Your answer must hold only the lines below from the line containing "task | indicate the corrugated" through the line containing "task | indicate the black", each reproduced exactly.
Start of The records
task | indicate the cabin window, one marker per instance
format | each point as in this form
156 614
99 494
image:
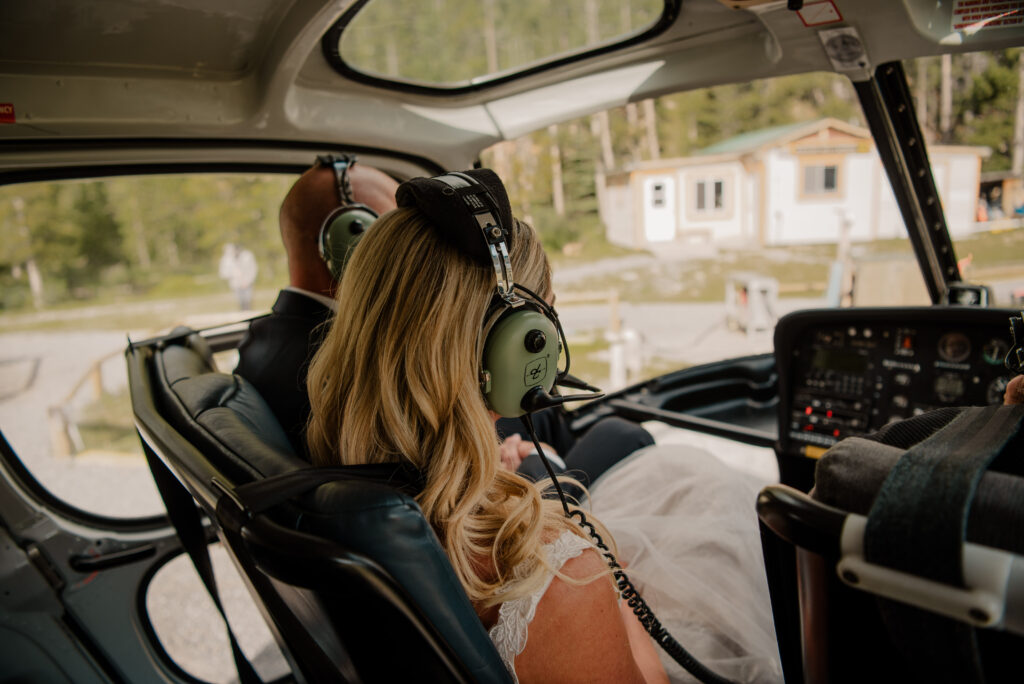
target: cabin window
709 196
657 196
820 179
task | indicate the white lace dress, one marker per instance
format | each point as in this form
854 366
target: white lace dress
509 633
686 525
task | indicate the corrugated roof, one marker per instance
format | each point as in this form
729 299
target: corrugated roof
755 139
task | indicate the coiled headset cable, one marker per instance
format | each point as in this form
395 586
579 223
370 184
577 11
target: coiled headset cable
626 588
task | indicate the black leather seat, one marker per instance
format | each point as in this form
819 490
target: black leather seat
349 574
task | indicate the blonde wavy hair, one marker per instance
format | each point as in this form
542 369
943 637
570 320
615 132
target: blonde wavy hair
396 379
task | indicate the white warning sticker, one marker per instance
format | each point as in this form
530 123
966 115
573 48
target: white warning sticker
977 15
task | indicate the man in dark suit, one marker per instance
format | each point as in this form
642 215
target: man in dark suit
274 355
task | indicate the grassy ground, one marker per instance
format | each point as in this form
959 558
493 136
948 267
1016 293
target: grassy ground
105 425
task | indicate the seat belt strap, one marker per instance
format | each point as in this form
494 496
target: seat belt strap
184 516
918 524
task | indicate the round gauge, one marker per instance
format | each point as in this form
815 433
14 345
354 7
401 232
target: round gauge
994 351
844 47
996 389
954 347
949 387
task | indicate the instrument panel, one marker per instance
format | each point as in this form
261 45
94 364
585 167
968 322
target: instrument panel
850 372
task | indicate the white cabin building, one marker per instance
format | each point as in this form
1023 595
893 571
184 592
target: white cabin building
781 185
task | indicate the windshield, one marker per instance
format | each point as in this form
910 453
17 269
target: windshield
683 227
460 43
974 99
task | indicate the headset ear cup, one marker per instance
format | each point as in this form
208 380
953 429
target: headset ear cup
519 353
341 231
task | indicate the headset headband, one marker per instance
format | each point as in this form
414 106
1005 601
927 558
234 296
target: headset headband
494 234
340 164
465 207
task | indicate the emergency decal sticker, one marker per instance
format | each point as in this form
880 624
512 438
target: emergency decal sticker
817 13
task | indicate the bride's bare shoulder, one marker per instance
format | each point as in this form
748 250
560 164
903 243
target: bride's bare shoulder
578 634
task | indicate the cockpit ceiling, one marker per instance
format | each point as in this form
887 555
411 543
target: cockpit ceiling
257 70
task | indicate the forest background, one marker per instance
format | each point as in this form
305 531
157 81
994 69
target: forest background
150 237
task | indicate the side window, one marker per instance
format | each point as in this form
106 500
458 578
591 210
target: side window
820 179
87 264
657 196
709 196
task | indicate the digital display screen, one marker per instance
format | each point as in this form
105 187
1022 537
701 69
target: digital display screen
839 359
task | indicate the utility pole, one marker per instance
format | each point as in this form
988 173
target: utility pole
946 104
35 279
1017 163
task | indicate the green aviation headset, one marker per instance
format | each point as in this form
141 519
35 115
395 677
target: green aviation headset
521 338
346 223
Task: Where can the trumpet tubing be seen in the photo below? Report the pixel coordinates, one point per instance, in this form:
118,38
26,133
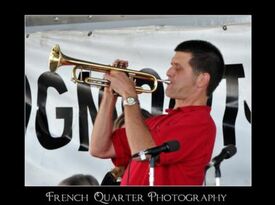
End of The records
* [Answer section]
task | indicate the corrugated roof, one marker per instance
format | each point as in this form
729 299
target: corrugated roof
755 139
task | indicate the coiled headset cable, one marker per instance
format | each point as in this form
395 586
579 223
370 184
577 11
target: coiled headset cable
626 588
task | indicate the black leather seat, one marker per instance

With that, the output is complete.